**Exercise instructions**
Search the data below, and report every line in which "slope" occurs.

**Data shown**
::::::

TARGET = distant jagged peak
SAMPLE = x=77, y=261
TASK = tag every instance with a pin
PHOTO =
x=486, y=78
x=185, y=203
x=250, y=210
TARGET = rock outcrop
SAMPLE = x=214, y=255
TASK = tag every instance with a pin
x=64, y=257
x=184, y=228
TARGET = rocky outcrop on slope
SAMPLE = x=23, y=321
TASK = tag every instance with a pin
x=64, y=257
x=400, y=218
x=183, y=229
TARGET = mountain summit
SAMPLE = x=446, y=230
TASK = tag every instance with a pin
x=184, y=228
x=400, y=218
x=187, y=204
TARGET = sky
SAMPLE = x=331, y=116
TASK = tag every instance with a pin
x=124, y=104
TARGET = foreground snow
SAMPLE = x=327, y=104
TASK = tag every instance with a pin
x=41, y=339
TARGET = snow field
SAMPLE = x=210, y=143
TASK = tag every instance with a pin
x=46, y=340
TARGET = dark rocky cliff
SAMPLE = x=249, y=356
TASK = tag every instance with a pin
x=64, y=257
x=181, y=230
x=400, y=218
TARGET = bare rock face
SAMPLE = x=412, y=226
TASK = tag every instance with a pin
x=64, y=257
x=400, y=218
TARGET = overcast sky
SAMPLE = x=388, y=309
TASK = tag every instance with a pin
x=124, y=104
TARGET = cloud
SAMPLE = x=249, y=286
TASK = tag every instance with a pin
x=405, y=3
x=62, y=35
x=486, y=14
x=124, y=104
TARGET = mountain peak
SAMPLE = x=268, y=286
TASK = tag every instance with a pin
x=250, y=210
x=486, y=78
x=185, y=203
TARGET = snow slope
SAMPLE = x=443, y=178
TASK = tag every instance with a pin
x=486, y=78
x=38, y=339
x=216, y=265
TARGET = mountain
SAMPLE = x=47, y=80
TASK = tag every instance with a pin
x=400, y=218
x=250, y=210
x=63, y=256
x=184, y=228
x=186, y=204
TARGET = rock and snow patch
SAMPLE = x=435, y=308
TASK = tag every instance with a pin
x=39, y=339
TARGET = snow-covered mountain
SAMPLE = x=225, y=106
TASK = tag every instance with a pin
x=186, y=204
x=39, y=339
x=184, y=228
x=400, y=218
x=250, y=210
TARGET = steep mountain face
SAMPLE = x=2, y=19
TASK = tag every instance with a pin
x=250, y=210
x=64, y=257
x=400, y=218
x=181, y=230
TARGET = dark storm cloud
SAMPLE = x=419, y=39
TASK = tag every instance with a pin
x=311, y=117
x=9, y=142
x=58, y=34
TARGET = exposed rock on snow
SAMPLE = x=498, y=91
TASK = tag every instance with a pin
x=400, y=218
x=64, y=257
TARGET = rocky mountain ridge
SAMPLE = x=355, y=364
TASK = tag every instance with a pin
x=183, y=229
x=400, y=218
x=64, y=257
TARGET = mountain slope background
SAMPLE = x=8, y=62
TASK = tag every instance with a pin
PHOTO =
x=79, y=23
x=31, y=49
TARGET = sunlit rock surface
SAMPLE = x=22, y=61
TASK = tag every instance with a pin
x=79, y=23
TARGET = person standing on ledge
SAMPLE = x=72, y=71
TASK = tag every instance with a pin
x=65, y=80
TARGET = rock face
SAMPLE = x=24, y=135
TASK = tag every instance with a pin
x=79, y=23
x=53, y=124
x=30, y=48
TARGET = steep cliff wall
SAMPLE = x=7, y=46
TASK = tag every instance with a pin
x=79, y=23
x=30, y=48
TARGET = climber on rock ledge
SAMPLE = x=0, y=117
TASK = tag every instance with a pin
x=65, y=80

::::::

**Response**
TARGET = rocky outcrop on slope
TARGET = snow slope
TARGET = mountain slope background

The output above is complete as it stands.